# Start of Input rows

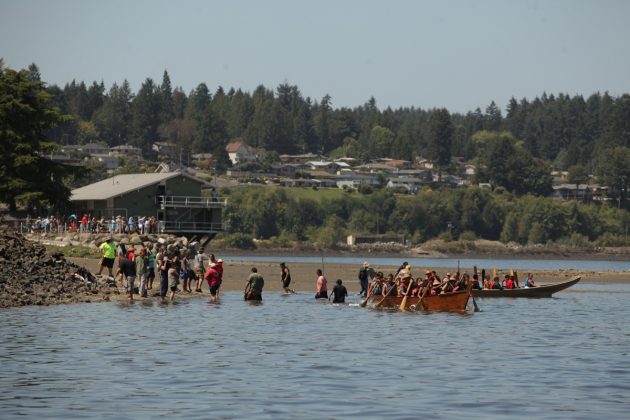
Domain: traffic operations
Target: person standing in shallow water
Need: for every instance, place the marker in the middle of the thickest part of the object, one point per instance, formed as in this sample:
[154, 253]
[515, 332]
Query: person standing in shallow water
[108, 251]
[254, 286]
[285, 278]
[321, 286]
[339, 292]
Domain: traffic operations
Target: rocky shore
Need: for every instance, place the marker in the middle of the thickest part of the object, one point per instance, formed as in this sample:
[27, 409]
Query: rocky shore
[29, 276]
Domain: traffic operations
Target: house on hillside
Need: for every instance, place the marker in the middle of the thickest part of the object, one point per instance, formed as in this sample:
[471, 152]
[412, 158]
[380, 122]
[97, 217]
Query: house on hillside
[110, 162]
[175, 199]
[240, 152]
[90, 149]
[411, 185]
[126, 150]
[581, 192]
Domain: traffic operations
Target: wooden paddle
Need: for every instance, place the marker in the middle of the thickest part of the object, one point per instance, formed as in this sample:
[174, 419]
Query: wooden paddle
[403, 304]
[471, 295]
[424, 293]
[248, 287]
[389, 292]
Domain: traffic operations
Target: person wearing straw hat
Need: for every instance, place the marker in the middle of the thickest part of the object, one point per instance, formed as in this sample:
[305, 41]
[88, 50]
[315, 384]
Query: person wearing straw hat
[364, 274]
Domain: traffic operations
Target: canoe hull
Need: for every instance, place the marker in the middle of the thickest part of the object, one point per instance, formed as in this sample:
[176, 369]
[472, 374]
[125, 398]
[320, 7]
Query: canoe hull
[544, 291]
[448, 302]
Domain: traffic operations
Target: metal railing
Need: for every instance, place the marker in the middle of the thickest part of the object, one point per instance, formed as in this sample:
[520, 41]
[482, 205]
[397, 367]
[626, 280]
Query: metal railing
[191, 201]
[182, 227]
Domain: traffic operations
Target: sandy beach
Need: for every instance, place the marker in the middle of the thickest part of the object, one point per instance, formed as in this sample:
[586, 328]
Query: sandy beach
[303, 275]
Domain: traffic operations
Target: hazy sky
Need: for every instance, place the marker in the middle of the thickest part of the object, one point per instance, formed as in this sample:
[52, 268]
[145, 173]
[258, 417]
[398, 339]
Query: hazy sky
[459, 54]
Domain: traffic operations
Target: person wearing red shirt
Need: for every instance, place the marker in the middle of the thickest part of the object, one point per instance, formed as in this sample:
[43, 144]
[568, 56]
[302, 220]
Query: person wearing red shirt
[219, 269]
[322, 286]
[212, 277]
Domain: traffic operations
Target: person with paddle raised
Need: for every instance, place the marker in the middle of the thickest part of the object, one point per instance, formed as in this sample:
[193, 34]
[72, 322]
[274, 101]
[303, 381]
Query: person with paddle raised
[339, 292]
[285, 278]
[321, 287]
[254, 286]
[212, 277]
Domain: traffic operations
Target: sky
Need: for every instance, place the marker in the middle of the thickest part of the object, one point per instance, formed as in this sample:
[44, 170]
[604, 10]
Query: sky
[458, 54]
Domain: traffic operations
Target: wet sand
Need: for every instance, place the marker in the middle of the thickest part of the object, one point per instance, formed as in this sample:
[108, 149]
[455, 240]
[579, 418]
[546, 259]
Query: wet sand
[303, 275]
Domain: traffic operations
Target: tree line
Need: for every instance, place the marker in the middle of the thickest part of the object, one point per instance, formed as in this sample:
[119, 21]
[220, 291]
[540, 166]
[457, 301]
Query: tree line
[515, 151]
[561, 129]
[467, 214]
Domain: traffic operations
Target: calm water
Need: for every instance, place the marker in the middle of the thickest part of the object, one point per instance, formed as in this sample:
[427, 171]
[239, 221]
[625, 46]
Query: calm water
[501, 264]
[293, 357]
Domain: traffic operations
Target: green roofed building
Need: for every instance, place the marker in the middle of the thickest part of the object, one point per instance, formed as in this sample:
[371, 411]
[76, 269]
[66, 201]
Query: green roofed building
[175, 199]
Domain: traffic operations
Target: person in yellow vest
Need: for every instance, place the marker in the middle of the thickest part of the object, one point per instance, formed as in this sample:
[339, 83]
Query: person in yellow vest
[108, 255]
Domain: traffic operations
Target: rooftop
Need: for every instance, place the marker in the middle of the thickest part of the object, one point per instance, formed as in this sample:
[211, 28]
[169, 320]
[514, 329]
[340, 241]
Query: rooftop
[119, 185]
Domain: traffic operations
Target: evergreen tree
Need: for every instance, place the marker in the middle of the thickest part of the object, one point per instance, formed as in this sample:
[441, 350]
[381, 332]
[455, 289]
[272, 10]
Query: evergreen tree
[113, 119]
[493, 118]
[26, 175]
[145, 116]
[440, 137]
[167, 106]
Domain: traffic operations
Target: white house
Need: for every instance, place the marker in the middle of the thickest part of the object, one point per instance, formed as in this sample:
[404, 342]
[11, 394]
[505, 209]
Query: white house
[240, 152]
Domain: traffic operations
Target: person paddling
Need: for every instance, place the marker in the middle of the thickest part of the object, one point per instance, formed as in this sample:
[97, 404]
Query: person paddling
[285, 278]
[339, 292]
[254, 286]
[321, 286]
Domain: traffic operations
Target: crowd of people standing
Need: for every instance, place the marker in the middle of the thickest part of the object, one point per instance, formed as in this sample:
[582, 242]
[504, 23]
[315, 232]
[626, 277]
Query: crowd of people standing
[173, 268]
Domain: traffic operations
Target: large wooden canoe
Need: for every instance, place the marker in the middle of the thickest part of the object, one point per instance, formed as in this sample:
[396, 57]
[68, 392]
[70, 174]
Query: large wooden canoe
[448, 302]
[542, 291]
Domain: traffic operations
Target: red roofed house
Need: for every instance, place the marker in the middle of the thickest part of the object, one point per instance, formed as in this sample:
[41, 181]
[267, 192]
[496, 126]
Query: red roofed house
[241, 152]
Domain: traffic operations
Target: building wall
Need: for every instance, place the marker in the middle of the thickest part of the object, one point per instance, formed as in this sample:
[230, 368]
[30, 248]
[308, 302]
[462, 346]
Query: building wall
[181, 185]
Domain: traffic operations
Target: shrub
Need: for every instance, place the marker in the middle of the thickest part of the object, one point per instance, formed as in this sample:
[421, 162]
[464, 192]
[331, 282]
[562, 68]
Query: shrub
[468, 236]
[239, 240]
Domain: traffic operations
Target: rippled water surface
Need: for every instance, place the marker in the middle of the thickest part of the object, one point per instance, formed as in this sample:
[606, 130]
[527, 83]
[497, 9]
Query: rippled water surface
[499, 263]
[293, 357]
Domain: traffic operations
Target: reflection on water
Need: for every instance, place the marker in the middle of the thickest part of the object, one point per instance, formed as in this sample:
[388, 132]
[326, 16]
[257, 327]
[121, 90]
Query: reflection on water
[292, 357]
[499, 263]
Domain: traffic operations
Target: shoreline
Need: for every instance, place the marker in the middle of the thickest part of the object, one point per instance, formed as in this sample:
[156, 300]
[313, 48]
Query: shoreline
[369, 253]
[303, 275]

# End of Input rows

**Job**
Please count the lines in the entries above that contain the string "large" with the same case, and reply with the number alone.

**Complete output**
2